**Required task**. Produce an exact copy of the lines from the line containing "example: [409, 1119]" through the last line of the listing below, both ends included, and nothing else.

**Records for the exercise**.
:::

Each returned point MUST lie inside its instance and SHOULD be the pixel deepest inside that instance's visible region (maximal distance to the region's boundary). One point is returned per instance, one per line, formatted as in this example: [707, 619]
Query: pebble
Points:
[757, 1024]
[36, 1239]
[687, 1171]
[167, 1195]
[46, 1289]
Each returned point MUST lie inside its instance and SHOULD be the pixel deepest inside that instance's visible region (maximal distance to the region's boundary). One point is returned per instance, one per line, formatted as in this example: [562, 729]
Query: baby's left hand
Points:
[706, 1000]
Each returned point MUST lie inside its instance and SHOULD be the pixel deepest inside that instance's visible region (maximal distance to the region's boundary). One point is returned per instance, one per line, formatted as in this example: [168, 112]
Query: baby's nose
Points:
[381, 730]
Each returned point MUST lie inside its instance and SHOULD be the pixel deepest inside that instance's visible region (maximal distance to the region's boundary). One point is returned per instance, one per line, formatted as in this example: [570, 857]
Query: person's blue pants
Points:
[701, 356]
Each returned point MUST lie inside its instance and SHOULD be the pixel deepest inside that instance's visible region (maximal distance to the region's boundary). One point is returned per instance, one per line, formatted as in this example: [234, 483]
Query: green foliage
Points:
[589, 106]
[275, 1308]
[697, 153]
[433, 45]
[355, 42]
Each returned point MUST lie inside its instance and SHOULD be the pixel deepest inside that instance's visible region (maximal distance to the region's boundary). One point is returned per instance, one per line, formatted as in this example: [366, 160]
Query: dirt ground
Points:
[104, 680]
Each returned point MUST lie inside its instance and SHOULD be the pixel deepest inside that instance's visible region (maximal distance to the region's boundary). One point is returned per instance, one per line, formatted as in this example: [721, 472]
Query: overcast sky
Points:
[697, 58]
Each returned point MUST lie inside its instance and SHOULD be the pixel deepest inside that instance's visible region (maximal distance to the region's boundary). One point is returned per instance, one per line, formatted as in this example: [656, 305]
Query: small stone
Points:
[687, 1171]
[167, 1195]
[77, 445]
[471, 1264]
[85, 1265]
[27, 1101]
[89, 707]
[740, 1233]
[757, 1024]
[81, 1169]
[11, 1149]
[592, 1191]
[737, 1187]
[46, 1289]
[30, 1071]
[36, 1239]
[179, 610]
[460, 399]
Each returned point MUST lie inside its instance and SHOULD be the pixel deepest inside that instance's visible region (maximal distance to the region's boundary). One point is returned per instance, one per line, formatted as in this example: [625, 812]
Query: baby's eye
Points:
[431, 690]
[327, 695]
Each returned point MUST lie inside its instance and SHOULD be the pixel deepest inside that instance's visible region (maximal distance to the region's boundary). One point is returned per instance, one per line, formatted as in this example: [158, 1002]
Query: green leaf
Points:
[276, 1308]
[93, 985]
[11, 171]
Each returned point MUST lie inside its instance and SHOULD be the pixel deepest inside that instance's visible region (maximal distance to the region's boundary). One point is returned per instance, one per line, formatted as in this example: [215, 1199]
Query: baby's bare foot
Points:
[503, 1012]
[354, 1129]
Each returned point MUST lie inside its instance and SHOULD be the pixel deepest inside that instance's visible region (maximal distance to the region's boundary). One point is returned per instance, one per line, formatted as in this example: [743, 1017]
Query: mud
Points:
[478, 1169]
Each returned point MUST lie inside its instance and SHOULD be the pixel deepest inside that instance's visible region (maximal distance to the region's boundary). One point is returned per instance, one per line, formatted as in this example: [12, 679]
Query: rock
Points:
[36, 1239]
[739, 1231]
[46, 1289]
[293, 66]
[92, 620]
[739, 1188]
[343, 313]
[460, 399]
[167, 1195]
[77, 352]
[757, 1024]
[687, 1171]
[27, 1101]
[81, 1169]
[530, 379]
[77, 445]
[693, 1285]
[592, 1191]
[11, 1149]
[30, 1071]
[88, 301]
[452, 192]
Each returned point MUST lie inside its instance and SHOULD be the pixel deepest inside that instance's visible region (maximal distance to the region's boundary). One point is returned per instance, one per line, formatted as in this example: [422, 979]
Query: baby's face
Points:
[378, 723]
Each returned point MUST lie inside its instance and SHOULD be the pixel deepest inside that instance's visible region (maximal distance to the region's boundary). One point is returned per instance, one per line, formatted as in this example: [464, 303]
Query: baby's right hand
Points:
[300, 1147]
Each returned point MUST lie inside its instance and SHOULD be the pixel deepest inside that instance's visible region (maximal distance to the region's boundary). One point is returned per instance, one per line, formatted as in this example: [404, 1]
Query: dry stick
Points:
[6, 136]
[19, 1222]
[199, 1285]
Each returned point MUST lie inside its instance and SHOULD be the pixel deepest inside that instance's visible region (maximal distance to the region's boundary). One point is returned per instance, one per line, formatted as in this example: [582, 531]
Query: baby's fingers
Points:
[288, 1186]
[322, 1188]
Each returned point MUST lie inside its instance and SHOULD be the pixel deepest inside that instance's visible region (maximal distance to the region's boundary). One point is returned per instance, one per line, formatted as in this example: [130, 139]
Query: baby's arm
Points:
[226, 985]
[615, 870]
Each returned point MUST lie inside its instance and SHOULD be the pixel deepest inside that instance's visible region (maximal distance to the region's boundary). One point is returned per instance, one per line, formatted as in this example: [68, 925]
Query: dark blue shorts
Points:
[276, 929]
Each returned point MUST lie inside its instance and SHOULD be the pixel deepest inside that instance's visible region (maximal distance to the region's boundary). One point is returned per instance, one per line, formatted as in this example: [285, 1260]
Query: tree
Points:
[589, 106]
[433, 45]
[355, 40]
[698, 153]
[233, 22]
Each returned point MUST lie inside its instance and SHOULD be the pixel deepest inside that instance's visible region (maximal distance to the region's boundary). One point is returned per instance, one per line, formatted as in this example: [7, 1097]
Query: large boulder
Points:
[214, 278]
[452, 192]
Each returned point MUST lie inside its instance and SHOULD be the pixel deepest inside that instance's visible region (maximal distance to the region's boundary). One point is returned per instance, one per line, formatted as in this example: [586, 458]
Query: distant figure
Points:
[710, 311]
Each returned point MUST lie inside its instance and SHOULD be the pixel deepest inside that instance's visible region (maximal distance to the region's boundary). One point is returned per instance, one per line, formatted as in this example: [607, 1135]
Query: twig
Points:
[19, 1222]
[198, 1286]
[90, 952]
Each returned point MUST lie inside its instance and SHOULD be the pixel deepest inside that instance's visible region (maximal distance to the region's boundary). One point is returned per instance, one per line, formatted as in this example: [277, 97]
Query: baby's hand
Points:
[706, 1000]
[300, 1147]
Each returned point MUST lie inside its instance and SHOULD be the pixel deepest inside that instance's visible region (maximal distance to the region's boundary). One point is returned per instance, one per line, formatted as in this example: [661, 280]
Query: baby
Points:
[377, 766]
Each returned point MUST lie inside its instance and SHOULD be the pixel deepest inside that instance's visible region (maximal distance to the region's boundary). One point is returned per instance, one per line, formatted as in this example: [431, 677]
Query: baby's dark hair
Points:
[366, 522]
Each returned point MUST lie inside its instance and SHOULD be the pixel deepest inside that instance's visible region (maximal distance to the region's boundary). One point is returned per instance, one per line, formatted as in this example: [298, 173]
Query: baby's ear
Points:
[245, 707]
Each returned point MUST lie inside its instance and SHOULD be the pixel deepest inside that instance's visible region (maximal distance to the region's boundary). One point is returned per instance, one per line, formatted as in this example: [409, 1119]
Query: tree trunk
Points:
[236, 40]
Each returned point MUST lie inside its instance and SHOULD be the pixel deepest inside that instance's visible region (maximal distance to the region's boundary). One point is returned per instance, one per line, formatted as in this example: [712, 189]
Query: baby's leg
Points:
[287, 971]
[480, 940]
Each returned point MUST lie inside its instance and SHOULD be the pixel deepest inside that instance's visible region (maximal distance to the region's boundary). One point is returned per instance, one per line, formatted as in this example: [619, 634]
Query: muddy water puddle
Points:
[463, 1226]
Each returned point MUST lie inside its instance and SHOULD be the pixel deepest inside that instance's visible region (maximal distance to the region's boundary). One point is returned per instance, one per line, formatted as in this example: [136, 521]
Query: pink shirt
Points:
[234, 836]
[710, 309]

:::

**Result**.
Each returned point MUST lie inside its instance and SHOULD be the pixel deepest inside that instance's visible region (maximal distance to the region's boundary). One point is returned per instance, one per line, formatted as in this example: [409, 1119]
Query: tree trunk
Points:
[236, 40]
Each returned point MUST lie inside its instance and SHOULD be the pixel deepest inside that instance's visible region (maximal distance to the region's boundary). One point is returned per instance, one per line, formatted as in this example: [712, 189]
Query: baby's leg
Points:
[287, 971]
[480, 940]
Each returned point MUST lie inside its instance and SHOULD be the pixel deepest inside that instance's visible region (maximal distance to the region's boundary). One point is returned per instance, one per line, formatted as in this example: [619, 634]
Query: muddy water puddle
Points:
[463, 1226]
Each returned point MUST lie inside its instance and SHOULD be the pixel deepest inside that instance's visible region (maximal distance to the region's boundary). One point is returned per instance, one per line, formatted as in this example: [136, 521]
Query: pink shirt
Points:
[234, 836]
[710, 309]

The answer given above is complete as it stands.